## The records
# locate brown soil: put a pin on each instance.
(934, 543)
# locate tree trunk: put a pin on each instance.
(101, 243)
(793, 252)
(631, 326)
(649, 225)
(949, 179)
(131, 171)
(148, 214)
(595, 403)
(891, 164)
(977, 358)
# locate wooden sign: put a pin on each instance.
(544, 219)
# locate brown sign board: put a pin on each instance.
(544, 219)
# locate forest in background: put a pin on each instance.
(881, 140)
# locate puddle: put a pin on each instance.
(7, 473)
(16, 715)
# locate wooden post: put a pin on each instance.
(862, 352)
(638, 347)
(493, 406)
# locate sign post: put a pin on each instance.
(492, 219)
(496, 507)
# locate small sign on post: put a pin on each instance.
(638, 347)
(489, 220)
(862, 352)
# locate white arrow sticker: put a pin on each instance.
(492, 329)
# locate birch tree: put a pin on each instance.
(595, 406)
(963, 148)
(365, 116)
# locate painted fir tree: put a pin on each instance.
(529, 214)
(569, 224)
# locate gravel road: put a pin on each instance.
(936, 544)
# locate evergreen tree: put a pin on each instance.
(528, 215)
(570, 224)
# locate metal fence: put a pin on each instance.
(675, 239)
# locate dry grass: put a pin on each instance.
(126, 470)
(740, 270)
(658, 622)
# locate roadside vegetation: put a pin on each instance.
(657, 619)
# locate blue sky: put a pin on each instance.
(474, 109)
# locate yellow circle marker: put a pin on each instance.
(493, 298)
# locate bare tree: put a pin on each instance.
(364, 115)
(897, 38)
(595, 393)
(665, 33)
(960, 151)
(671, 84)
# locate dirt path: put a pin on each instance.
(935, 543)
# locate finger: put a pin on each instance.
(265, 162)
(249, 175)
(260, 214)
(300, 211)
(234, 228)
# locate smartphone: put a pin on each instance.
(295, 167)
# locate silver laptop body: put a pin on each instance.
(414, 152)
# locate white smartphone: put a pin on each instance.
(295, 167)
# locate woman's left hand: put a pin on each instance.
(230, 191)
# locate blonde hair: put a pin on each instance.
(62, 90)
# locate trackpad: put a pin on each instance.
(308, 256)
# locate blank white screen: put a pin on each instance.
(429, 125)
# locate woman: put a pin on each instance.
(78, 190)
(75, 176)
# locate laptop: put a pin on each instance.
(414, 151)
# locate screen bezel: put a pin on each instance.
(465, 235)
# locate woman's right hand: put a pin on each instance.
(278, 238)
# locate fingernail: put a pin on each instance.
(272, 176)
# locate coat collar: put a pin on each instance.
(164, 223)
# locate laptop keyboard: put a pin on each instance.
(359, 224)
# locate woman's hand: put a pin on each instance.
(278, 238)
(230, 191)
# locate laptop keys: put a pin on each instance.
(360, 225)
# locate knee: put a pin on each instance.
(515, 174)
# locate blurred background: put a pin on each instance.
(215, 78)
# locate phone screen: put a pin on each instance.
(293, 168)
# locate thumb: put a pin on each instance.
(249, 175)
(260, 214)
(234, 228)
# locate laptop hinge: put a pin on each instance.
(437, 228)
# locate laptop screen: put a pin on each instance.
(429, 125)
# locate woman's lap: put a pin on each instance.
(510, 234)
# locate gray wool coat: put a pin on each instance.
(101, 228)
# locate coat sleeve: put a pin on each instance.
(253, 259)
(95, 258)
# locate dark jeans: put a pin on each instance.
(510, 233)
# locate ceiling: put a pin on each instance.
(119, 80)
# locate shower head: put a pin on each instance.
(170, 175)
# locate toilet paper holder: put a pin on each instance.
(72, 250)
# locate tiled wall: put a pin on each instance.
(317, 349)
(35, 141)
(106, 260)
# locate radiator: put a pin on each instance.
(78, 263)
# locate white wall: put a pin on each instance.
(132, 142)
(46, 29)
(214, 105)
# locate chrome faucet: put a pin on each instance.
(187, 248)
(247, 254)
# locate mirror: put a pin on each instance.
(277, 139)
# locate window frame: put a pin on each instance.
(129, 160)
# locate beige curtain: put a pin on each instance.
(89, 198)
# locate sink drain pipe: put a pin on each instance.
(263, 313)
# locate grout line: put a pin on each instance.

## Exercise directions
Reproduce the listing above in full, keeping every line identical to the original.

## Complete output
# locate brown soil: put a pin on each instance.
(934, 543)
# locate tree trunk: put a pin on each instance.
(101, 243)
(793, 252)
(631, 326)
(649, 225)
(949, 179)
(131, 171)
(148, 214)
(595, 403)
(891, 164)
(977, 358)
# locate wooden sign: put a pin on each instance.
(544, 219)
# locate brown sign board: put a pin on each instance.
(544, 219)
# locate forest in background: put a pin on each instance.
(881, 140)
# locate puddle: put a pin on each instance.
(7, 473)
(16, 715)
# locate wooden post: put a pin on each instance.
(862, 352)
(638, 347)
(493, 406)
# locate sign post: put a pin on each instance.
(492, 219)
(496, 507)
# locate small sign on post: put a pin on each instance.
(638, 347)
(489, 220)
(862, 352)
# locate white arrow sticker: put a pin on each instance.
(492, 329)
# locate birch tree: put a pin on each instance.
(595, 406)
(963, 148)
(365, 116)
# locate painted fir tree: put a pin on each instance.
(529, 214)
(569, 224)
# locate gravel road: put a pin on each instance.
(936, 544)
# locate evergreen tree: put a pin on each instance.
(528, 215)
(570, 224)
# locate metal fence: put a pin on each instance.
(675, 239)
# locate dry grass: put a pin on each instance.
(126, 470)
(740, 270)
(658, 622)
# locate roadside vegetation: put a pin on each instance.
(657, 619)
# locate blue sky: put a pin on each instance.
(474, 109)
# locate yellow circle marker: put a pin on each instance.
(493, 298)
# locate bare tree: put a pin on each instance.
(364, 115)
(897, 38)
(595, 393)
(665, 33)
(960, 151)
(671, 84)
# locate dirt path: put a pin on each instance.
(935, 543)
# locate finger: put a pin on each instance.
(265, 162)
(249, 175)
(260, 214)
(300, 211)
(234, 228)
# locate smartphone: put a pin on each instance.
(295, 167)
# locate silver laptop body: put a pin on each instance.
(414, 152)
# locate white smartphone: put a pin on each instance.
(295, 167)
# locate woman's left hand: put a pin on each instance.
(230, 191)
# locate blonde hair: put a pin on each instance.
(62, 90)
# locate trackpad: put a pin on each instance.
(308, 256)
# locate blank white screen: put a pin on each instance.
(429, 125)
# locate woman: put a pin on each instance.
(78, 190)
(75, 176)
# locate laptop: put a pin on each instance.
(414, 151)
# locate screen bezel: put a pin on each instance.
(465, 235)
# locate woman's right hand: put a pin on each instance.
(278, 238)
# locate fingernail: put a pin on each instance.
(272, 176)
# locate coat collar: put a pin on each instance.
(164, 223)
# locate laptop keyboard: put a pin on each instance.
(359, 224)
# locate woman's hand: put a pin on each instance.
(278, 238)
(230, 191)
# locate laptop keys: put a pin on each instance.
(360, 225)
# locate knee: put a pin on each instance.
(515, 174)
# locate blurred background: put a pin on each instance.
(215, 78)
# locate phone screen: put a pin on each instance.
(293, 168)
# locate thumb: put a pin on each instance.
(249, 175)
(260, 214)
(234, 228)
# locate laptop hinge: put a pin on each instance.
(437, 228)
# locate laptop screen: put a pin on each instance.
(429, 125)
# locate woman's lap: put a pin on each instance.
(510, 234)
# locate gray wool coat: put a pin on each instance.
(101, 228)
# locate coat sleeve: put a pin on each instance.
(253, 259)
(95, 258)
# locate dark jeans: put a pin on each instance.
(510, 233)
# locate ceiling: put a pin on each instance.
(119, 80)
# locate shower head: put a pin on each instance.
(170, 175)
# locate toilet paper holder: put a pin on each instance.
(72, 250)
# locate tiled wall: put a pin on each instance.
(317, 349)
(35, 141)
(106, 260)
# locate radiator: put a pin on each instance.
(78, 263)
# locate white wall: put a pin on each instance.
(132, 142)
(46, 29)
(214, 105)
# locate chrome faucet: put a pin on each instance.
(187, 248)
(247, 254)
# locate mirror: put a pin on each instance.
(277, 139)
# locate window frame: put a pin on each instance.
(129, 160)
# locate beige curtain: put a pin on each instance.
(89, 198)
# locate sink drain pipe: put a pin on each instance.
(263, 313)
# locate grout line: put a pin on each instance.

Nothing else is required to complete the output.